REQUIREMENT:
Return only the lines running from the one that contains "Expected: one point per instance of the sheer" through the end of the entries, exactly, both ends included. Omit pictures.

MATERIAL FOR THIS EXERCISE:
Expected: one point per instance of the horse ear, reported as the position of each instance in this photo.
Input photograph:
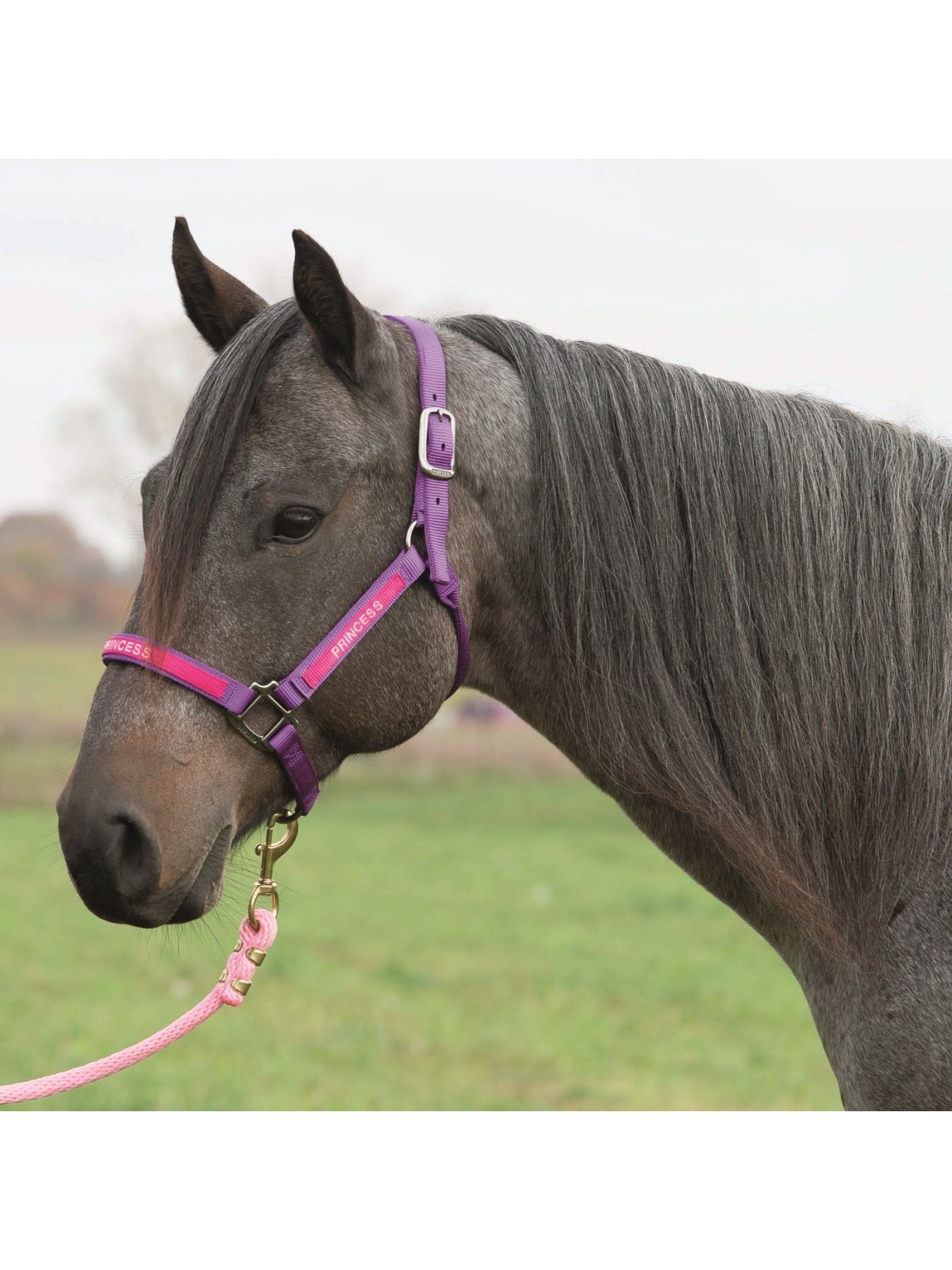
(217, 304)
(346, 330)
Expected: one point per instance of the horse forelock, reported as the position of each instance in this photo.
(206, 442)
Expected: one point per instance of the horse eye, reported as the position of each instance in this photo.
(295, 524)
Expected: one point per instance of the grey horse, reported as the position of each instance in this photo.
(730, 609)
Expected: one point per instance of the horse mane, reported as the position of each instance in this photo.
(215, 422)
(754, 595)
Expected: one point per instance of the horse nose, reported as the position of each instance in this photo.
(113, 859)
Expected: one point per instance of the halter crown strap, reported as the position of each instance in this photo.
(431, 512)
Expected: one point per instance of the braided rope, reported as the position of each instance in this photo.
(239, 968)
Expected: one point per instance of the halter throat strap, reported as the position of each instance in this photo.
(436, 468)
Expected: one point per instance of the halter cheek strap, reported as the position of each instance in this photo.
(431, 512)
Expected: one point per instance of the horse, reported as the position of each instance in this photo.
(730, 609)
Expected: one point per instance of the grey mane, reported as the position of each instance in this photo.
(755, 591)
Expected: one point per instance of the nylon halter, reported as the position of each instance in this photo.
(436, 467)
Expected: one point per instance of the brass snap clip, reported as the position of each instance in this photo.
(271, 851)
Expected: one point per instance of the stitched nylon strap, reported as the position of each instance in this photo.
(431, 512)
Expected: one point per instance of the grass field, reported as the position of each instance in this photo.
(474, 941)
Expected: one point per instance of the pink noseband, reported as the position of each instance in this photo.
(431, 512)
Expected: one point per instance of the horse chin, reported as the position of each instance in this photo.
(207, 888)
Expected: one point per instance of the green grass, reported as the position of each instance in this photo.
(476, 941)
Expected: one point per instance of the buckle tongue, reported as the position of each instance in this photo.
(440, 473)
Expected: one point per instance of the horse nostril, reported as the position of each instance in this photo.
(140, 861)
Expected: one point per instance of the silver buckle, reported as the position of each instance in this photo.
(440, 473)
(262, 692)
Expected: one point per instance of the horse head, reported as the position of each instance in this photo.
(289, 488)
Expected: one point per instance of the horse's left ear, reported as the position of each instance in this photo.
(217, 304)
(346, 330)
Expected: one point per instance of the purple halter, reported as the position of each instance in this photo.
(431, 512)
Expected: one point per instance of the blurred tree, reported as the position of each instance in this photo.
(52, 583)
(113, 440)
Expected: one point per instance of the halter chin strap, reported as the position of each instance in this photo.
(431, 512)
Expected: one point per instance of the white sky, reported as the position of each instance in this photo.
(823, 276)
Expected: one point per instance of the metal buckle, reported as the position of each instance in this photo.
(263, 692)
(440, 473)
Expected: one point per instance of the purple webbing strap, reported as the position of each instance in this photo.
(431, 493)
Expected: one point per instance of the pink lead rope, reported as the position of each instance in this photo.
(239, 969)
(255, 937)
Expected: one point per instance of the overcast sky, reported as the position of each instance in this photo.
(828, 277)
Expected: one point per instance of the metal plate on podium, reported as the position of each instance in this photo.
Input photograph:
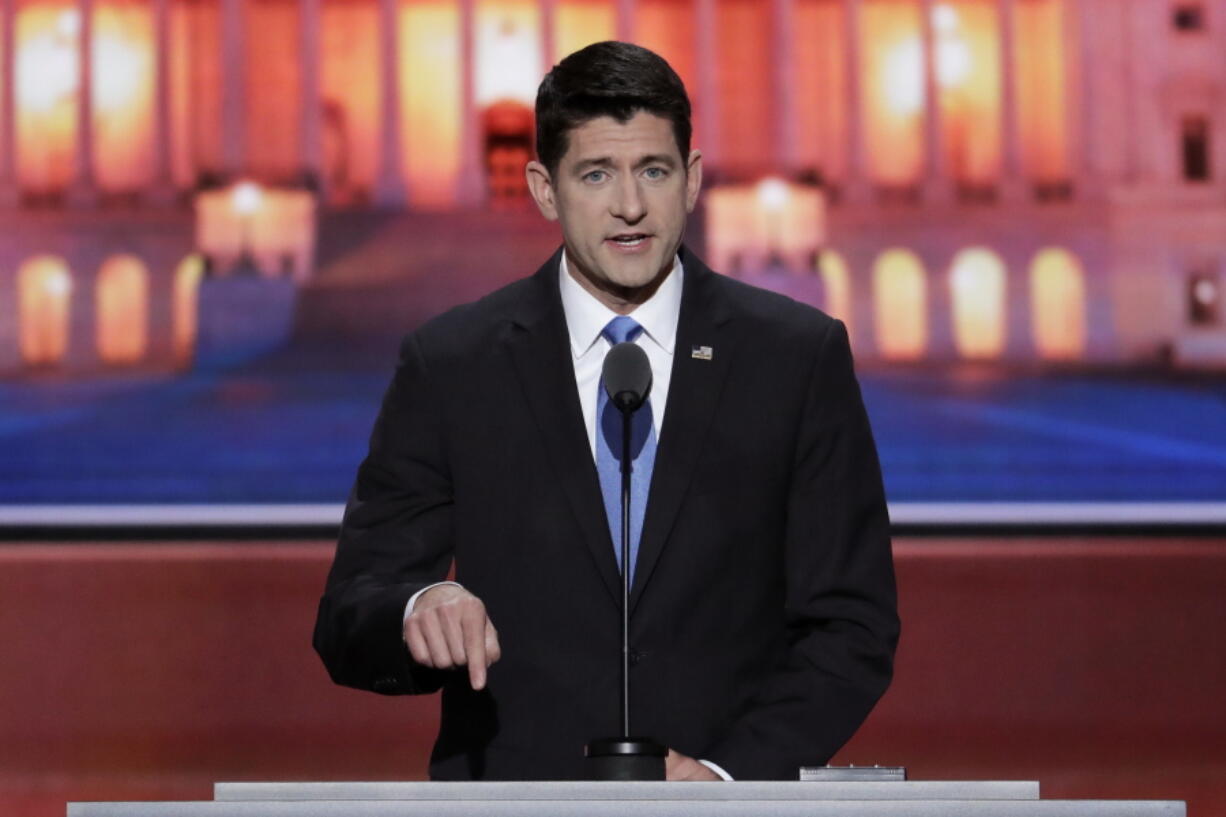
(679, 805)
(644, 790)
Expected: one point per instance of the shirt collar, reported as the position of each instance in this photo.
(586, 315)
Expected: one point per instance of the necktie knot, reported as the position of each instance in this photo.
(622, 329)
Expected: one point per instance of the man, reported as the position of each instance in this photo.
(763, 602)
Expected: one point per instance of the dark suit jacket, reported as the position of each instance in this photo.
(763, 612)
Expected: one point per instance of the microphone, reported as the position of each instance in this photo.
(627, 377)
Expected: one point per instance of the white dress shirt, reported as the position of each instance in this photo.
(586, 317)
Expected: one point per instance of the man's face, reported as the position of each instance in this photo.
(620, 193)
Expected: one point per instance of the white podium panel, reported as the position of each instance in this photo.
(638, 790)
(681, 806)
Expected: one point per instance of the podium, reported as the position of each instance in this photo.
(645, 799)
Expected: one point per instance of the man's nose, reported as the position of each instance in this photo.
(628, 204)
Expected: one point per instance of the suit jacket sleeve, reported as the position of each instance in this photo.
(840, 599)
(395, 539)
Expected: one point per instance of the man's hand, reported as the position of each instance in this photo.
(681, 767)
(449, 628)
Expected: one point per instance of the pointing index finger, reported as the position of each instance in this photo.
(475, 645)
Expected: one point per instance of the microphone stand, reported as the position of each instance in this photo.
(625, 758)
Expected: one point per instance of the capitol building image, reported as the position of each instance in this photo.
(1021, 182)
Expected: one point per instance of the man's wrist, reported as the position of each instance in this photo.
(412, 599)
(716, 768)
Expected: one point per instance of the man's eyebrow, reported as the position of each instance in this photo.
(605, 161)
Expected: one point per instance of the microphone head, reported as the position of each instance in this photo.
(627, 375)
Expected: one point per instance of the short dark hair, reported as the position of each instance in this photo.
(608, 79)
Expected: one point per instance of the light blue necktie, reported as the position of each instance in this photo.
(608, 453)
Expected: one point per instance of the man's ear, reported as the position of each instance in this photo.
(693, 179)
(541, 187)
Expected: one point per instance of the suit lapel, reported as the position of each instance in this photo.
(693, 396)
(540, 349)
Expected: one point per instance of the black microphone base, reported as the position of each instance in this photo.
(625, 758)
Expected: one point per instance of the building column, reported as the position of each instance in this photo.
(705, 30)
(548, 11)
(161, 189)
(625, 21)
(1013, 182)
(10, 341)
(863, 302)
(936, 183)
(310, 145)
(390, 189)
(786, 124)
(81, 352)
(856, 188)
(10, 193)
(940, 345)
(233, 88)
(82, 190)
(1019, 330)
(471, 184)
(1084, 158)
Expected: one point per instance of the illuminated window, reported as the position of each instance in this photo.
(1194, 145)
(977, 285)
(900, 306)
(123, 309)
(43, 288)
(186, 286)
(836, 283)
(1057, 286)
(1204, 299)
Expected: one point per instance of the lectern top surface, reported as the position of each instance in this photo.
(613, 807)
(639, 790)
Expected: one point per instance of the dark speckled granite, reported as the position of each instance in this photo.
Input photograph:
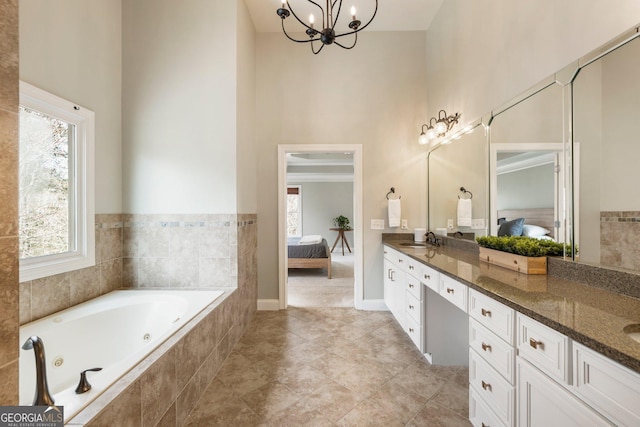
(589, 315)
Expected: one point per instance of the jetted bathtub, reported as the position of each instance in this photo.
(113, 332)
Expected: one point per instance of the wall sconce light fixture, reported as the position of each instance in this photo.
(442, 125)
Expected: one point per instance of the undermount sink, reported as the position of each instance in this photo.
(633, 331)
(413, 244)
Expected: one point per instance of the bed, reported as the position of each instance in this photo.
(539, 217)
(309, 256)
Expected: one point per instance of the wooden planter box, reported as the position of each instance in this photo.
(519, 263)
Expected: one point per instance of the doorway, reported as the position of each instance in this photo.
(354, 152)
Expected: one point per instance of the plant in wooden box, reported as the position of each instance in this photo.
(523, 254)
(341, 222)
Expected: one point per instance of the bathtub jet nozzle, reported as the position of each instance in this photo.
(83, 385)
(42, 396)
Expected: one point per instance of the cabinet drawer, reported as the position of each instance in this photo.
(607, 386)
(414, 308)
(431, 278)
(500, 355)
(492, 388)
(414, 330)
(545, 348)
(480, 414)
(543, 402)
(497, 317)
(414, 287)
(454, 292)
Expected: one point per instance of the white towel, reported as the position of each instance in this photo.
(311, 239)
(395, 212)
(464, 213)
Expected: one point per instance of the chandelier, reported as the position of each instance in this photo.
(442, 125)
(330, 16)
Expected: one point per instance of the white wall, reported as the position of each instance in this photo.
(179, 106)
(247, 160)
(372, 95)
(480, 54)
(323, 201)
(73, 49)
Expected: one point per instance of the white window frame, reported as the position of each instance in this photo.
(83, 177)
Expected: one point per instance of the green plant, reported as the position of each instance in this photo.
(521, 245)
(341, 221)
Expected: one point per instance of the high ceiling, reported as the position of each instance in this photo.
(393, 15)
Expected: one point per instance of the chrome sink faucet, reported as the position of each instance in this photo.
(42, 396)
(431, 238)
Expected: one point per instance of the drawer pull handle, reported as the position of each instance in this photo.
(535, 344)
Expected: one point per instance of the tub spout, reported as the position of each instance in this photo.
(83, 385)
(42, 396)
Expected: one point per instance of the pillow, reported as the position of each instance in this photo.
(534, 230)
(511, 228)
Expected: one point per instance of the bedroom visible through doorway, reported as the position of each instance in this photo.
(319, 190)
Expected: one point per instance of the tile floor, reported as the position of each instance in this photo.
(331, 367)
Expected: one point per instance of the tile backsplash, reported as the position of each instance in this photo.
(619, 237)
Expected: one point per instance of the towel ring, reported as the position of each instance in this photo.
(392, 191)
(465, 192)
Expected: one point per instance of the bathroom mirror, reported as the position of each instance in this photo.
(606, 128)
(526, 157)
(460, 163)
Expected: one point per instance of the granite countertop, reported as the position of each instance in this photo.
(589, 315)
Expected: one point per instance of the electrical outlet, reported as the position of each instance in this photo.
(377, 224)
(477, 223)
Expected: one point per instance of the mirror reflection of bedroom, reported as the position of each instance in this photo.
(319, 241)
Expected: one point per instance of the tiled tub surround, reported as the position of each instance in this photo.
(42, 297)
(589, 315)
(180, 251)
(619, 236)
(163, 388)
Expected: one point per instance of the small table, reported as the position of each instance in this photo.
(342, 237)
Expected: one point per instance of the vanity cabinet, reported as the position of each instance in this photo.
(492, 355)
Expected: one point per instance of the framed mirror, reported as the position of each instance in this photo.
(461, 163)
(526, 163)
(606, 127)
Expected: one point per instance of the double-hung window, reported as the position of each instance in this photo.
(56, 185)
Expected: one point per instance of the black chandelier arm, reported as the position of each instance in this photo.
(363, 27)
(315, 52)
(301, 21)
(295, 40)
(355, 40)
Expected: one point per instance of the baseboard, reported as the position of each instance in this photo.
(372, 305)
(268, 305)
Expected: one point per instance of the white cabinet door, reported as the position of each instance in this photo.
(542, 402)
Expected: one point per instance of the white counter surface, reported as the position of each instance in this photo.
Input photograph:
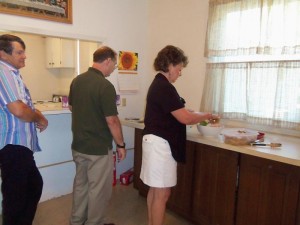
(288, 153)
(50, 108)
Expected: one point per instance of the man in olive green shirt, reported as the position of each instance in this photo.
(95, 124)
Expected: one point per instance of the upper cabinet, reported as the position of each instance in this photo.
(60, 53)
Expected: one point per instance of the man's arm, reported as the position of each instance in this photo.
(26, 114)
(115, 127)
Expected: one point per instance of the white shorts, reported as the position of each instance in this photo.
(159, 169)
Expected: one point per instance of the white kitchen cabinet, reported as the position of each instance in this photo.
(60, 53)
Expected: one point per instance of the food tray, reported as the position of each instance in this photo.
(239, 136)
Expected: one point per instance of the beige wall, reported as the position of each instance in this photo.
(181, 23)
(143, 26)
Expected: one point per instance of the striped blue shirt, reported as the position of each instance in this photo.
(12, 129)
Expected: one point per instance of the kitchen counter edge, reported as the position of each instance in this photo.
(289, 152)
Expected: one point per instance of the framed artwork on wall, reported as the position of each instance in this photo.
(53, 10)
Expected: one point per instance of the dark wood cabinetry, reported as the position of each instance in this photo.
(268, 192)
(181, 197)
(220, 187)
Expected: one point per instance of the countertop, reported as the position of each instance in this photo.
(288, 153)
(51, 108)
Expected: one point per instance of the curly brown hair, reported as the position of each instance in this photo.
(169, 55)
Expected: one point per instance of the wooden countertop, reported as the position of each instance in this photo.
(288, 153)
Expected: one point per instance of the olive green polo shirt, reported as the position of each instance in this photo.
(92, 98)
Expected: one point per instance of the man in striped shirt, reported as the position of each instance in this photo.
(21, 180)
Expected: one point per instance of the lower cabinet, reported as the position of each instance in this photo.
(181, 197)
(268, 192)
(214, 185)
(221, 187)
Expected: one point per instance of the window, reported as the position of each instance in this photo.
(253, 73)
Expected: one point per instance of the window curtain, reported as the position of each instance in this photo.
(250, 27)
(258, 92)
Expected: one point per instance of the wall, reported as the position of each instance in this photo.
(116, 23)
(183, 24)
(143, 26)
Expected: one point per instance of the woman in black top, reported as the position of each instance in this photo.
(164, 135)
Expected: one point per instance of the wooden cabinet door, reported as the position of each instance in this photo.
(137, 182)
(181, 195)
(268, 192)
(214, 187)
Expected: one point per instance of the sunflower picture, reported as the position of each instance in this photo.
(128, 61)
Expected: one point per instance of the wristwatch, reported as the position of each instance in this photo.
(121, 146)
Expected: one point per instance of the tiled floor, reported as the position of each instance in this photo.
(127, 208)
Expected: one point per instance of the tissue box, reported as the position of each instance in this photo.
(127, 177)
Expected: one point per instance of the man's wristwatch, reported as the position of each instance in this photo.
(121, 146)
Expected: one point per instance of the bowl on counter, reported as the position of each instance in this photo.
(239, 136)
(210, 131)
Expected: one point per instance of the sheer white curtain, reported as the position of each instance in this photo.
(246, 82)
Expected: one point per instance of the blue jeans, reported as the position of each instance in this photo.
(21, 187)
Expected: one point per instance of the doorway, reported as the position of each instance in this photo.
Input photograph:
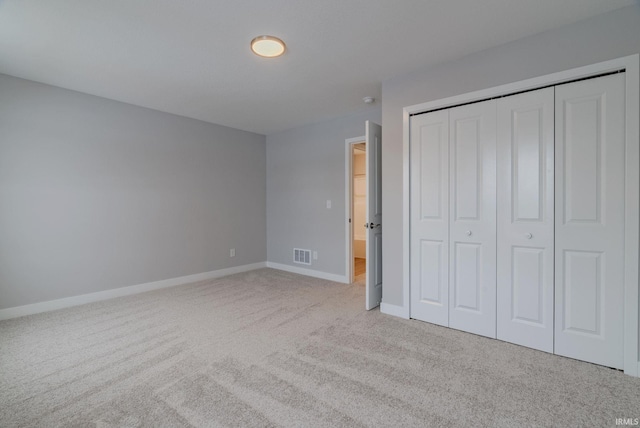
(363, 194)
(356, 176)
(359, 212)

RESPONSE TO THIS EXERCISE:
Expected: one point per instance of the sheer white curtain, reported as the position of each instance in this photo.
(246, 82)
Expected: one point per instance of the blue jeans, reported as the position of each instance in this photo.
(21, 187)
Expected: one point per instance of the doorway, reported as the position of each instance in this photo.
Input photograph:
(363, 194)
(356, 176)
(359, 212)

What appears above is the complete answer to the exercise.